*LISTED RECORDS*:
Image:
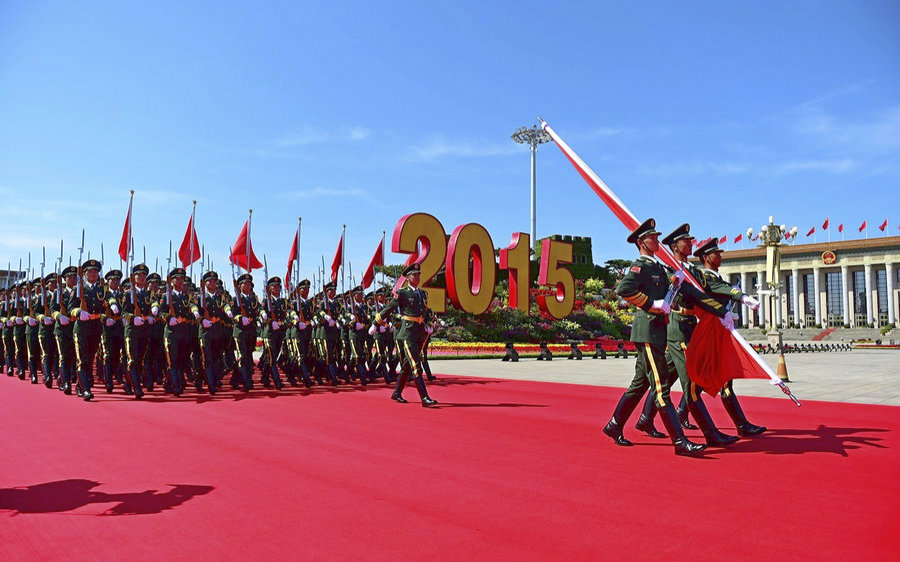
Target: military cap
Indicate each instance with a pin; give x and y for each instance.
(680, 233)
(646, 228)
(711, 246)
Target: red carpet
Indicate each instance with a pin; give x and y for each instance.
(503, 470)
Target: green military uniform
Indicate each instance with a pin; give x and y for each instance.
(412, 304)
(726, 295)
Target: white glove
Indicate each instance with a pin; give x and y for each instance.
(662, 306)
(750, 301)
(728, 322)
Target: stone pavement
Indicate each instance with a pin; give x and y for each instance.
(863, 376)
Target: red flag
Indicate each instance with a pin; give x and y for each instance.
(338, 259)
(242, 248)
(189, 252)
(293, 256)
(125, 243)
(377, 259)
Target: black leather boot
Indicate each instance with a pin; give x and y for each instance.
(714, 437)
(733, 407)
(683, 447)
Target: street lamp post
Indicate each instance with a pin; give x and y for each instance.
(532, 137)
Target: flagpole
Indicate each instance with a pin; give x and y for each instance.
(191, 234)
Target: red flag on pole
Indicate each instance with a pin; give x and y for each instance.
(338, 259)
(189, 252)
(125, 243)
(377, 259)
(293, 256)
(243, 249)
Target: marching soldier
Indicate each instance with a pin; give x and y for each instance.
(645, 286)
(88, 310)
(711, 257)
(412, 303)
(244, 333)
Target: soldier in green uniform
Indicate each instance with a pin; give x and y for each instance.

* * *

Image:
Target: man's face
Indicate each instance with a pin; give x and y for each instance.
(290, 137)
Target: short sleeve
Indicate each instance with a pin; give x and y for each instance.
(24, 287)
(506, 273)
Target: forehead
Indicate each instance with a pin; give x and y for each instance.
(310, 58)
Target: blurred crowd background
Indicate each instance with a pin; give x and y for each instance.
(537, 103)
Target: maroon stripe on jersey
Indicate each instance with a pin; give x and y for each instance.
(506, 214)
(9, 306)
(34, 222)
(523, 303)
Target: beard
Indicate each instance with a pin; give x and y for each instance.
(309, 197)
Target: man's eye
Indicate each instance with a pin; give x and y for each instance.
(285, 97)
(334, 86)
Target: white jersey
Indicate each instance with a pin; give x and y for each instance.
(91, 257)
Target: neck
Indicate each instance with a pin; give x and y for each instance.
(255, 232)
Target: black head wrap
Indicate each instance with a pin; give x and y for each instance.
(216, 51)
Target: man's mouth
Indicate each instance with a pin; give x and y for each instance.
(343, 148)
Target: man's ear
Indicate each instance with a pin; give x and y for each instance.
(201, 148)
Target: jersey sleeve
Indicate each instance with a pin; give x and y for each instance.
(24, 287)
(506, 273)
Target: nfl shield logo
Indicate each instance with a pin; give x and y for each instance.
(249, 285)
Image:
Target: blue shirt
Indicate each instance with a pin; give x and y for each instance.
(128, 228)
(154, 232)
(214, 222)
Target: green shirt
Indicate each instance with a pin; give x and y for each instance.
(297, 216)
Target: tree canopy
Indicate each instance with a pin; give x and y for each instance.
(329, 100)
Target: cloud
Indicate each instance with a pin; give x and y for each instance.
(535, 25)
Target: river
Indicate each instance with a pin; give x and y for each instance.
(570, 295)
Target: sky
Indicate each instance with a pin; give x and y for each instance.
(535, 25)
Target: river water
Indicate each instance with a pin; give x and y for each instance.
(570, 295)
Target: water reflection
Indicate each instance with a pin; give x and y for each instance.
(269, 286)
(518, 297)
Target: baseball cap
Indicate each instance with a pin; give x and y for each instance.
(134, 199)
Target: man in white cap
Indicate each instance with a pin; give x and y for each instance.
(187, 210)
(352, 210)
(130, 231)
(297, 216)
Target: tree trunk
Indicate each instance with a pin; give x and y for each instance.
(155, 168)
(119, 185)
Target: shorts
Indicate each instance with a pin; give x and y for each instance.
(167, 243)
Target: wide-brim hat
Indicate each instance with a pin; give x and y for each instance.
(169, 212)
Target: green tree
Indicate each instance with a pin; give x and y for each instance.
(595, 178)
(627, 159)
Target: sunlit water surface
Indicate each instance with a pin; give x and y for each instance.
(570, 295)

...

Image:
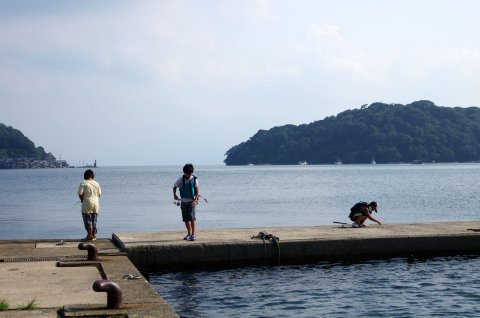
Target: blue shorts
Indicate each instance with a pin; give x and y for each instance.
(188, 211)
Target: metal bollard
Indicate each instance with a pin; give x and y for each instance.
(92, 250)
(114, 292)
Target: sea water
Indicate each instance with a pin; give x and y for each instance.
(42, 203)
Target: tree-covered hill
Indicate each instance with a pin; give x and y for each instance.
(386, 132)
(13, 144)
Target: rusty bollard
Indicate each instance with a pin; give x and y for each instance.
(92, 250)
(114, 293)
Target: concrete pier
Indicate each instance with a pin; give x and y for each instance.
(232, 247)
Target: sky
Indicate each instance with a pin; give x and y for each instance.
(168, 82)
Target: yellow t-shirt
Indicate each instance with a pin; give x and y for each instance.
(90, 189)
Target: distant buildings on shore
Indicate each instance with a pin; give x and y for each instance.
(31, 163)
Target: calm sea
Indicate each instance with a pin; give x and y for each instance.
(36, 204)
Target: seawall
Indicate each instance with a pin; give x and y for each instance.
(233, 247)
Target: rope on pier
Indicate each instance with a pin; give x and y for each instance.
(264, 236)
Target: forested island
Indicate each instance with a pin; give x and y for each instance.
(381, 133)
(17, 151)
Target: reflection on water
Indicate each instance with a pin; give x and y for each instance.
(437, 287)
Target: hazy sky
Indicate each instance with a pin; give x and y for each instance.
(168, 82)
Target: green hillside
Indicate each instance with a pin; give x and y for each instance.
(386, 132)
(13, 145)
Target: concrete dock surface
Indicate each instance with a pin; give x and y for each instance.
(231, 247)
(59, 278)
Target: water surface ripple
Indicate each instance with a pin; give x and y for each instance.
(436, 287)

*TO DO*:
The answer is a number only: how many lines of the data above include "blue"?

*ANSWER AREA*:
2